START The records

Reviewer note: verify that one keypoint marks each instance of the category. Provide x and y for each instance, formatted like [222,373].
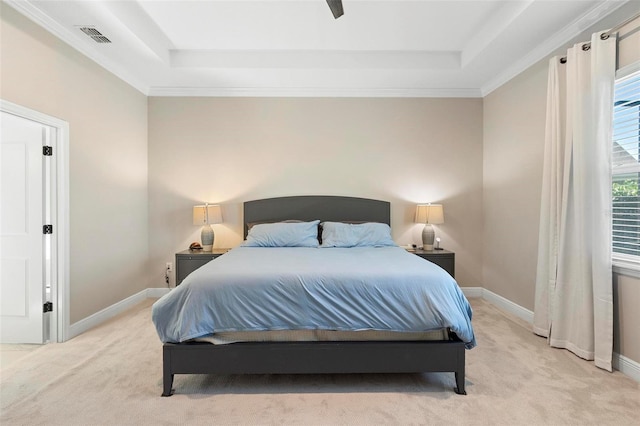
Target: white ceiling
[296,48]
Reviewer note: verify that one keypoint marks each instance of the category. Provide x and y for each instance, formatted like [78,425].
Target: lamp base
[207,236]
[428,236]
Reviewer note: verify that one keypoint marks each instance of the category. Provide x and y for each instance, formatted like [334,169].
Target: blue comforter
[362,288]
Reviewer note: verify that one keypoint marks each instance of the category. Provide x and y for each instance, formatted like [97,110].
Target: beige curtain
[574,300]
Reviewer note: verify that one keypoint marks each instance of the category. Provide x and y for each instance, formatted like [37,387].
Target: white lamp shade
[207,214]
[430,214]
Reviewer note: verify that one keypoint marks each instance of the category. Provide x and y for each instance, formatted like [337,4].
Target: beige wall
[513,146]
[231,150]
[108,158]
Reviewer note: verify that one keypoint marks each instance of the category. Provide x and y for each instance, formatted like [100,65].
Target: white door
[22,255]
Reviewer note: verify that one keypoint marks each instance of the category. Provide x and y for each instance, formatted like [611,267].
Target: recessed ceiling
[296,47]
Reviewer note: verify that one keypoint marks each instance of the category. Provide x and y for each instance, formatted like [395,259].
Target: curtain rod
[605,35]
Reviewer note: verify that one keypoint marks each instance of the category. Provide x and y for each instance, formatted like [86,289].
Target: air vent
[95,34]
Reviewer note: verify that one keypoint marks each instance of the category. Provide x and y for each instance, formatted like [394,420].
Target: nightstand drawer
[443,258]
[188,261]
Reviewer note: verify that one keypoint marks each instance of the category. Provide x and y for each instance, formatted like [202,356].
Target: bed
[187,336]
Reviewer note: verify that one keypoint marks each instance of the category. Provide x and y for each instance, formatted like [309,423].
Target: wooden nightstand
[188,261]
[443,258]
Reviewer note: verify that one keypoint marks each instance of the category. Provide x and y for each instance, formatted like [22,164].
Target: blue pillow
[370,234]
[283,234]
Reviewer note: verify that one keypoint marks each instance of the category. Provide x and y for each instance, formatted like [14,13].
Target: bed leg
[167,383]
[460,383]
[167,374]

END The records

Every line from the one containing "formatted like [395,259]." to the close of the records must be reproduced exactly. Include both ends and nothing more.

▶ _Answer below_:
Reviewer note: verify that one keypoint marks each instance of the category. Provide x and y for each instance, formatted like [395,259].
Target: curtain rod
[605,35]
Reviewer note: verify that one keypoint marks each instance of the category. Provide x and y for each instance, formatted like [86,289].
Target: air vent
[95,34]
Reviewer note: verify that one keypoint marks each instance of the category. Provide x and y for each instance, formatted like [394,420].
Target: nightstand drawer
[443,258]
[188,261]
Reviewer note: verify that one keypoint marks each instance of the category. Provide x and y for each instance, formatted like [202,356].
Target: bed
[187,336]
Reviewer note: verify that one keypoint marks each instance of the category. Provide x and y for each instance, formatted like [309,423].
Target: wooden nightstand
[188,261]
[443,258]
Reviewer note: verify that one keypoint marks each instance of the category. Provide x and y for each instance, formatted like [22,164].
Target: blue pillow
[370,234]
[283,234]
Reviewer note: verify that one keypoint marks each instance of the category. Provide x and y for each instance, formatted like [14,13].
Target: bed leg
[167,383]
[460,383]
[167,374]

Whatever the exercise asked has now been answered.